[Source data]

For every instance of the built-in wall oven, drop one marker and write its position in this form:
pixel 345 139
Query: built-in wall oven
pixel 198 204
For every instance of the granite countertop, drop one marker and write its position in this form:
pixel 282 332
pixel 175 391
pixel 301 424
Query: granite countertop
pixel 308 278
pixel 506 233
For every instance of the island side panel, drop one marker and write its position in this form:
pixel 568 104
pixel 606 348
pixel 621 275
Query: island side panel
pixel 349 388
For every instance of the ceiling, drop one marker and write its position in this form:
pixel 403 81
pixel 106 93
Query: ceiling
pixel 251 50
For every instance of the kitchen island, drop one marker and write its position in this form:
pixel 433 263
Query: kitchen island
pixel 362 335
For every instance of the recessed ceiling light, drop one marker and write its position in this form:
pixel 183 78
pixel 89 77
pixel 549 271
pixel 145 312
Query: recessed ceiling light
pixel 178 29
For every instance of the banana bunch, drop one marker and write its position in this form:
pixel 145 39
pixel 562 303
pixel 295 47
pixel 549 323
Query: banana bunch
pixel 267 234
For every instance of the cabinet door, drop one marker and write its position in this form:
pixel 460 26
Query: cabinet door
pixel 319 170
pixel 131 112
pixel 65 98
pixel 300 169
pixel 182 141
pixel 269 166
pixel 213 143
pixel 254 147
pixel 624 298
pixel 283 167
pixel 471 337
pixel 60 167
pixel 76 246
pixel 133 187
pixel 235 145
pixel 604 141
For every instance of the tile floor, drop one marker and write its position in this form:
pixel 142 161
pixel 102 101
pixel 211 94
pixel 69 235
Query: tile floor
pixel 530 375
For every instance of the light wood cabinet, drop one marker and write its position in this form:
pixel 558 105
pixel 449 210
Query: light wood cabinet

Task details: The required answer is the exact run of lines above starting at the line with "pixel 433 263" and ending at the line with "pixel 460 26", with both ends present.

Result:
pixel 433 263
Query: kitchen island
pixel 362 335
For every instance of the recessed ceiling light, drop one marker and write its position in this form:
pixel 183 78
pixel 89 77
pixel 549 271
pixel 145 312
Query: recessed ceiling light
pixel 178 29
For every instance of the banana bunch, drop one marker and write its position in this form:
pixel 145 39
pixel 562 303
pixel 295 47
pixel 549 323
Query: banana bunch
pixel 267 234
For every instance of the cabinet door, drop one marker and write its position in this form:
pixel 460 26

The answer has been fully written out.